**** SELECTION ****

Economic Travails

This time those of the People’s Republic of China’s economy. In a Wall Street Journal editorial in which the editors, correctly, deprecate the idea that the continuing slow devaluing of the yuan is necessarily something about which to worry. Neither the falling yuan relative to the US dollar, nor the parallel weakening vs the dollar of Japan’s yen, the Republic of Korea’s won, Malaysia’s ringgit, and a number of others across Asia reflect anything other than the strength—more accurately, the lesser weakness—of our economy compared to those nations’.

Then the editors dropped this mistake:

No one can say whether an economic crisis is imminent in China, but no one should want one.

The first part is true; the mistake is in the second. Absolutely we, the rest of Asia—particularly the Republic of China and the nations rimming the South China Sea—should want one, as well as Europe and the United States. The PRC’s increasing aggressiveness and threats against those Asian nations, and its support for Russia’s barbaric invasion of Ukraine and the threat that represents for the rest of Europe, and its economic support for a nuclear Iran and the threat that represents to the existence of Israel and the threat of Iran-nuclear armed terrorist attacks on Europe and the US—these are possible only with a strong economy with which to fund the PRC’s militarism, its supplies of military materiel to Russia, and its purchases, even at slight discount, of Russian and Iranian oil, thereby funding those nations’ misbehaviors.

An economic crisis in the PRC or, especially hopefully, a prolonged economic meltdown would be economically disruptive for the world at large in the short run, but it would be a very good event in the medium- and long term for the security, and economies, of non-PRC Asia, Europe, and the US.

Green Subsidies

There’s this bit from Power Line:

And this quote from Severin Borenstein’ and Lucas Davis’ The Distributional Effects of U.S. Tax Credits for Heat Pumps, Solar Panels, and Electric Vehicles:

Over the last two decades, US households have received $47 billion in tax credits for buying heat pumps, solar panels, electric vehicles, and other “clean energy” technologies. Using information from tax returns, we show that these tax credits have gone predominantly to higher-income households. The bottom three income quintiles have received about 10% of all credits, while the top quintile has received about 60%.

**** RECORDS PROVIDED ****

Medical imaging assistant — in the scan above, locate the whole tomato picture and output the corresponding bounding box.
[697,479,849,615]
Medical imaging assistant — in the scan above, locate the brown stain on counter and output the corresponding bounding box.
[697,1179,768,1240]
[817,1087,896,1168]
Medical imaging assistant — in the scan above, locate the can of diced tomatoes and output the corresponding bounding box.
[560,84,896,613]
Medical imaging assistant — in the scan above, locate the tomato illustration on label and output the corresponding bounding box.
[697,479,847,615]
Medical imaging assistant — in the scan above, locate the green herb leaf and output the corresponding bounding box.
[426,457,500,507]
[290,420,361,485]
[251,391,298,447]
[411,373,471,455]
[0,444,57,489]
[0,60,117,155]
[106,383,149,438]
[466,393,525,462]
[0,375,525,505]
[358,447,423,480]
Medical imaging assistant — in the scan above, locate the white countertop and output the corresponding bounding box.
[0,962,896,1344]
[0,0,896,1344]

****
**** RECORDS PROVIDED ****

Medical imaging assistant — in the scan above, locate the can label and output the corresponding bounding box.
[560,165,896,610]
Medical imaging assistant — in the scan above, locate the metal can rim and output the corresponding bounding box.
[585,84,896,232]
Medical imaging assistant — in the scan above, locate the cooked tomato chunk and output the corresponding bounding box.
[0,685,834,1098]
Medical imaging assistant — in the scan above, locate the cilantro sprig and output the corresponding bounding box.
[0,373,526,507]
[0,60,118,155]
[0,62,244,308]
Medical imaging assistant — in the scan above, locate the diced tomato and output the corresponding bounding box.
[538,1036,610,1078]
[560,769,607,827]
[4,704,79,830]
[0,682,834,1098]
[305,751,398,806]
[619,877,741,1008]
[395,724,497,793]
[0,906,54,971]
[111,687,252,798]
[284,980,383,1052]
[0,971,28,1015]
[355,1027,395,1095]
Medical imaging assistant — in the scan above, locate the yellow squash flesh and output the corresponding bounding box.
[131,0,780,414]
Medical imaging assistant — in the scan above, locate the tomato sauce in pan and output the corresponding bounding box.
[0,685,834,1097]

****

TASK OBJECTIVE: Write a continuation of the commentary on China's economy and green subsidies, starting after its final sentence. These records come from a separate source.

WRITTEN RESPONSE:
It’s reasonable to ask why those “bottom” quintiles—which include the middle-class folks—don’t buy more of these cool green devices. The answer is because even after the lavish subsidies, they can’t afford the devices. The remaining, out of pocket, costs still are too great. Worse, those remaining out of pocket costs comprise the entirety of the costs for much of the bottom two quintiles:

About 40% of US households pay no federal income tax, so millions of mostly low- and middle-income filers are simply ineligible for these credits.

It’s also reasonable to wonder whether Government is simply subsidizing a market until the devices become ubiquitous enough for prices to come down. Leave aside the fact that subsidies vanishingly rarely go away and protected industries just as vanishingly rarely lose their “protection.” The plain fact here is that, after all these years of pushing the devices, and even after all these years of real improvements in their performance, there is no interest in these devices across the broad market. It’s an industry that’s not going to take off without ever larger subsidies, ever increasing government pressure on us to get these devices anyway, ever increasing effort government effort to deny us access to alternative devices.

These green subsidies just give the already rich liberal Left a way to look good to each other in their solar-heated showers.

Maybe it’s time to start making the supporters of Green Politics pay their fair share.

 

H/t Ralf Longwalker

Lab-Grown Meat for our Troops

And for everyone else, too. DoD wants to have this stuff for our soldiers to the tune of a $450 million budget increase—increase, not an initial funding—for BioMADE to produce meat in a petri dish for our military’s chow halls and, presumably, for what passes for MREs these days.

The Department of Defense is funding a bio-industrial manufacturing company that has proposed feeding US troops lab-grown meat to help “reduce the CO2 footprint of food production.”

BioMADE’s proposal includes

growing meat and other kinds of food by “utilizing one carbon molecule (C1) feedstocks for food production.”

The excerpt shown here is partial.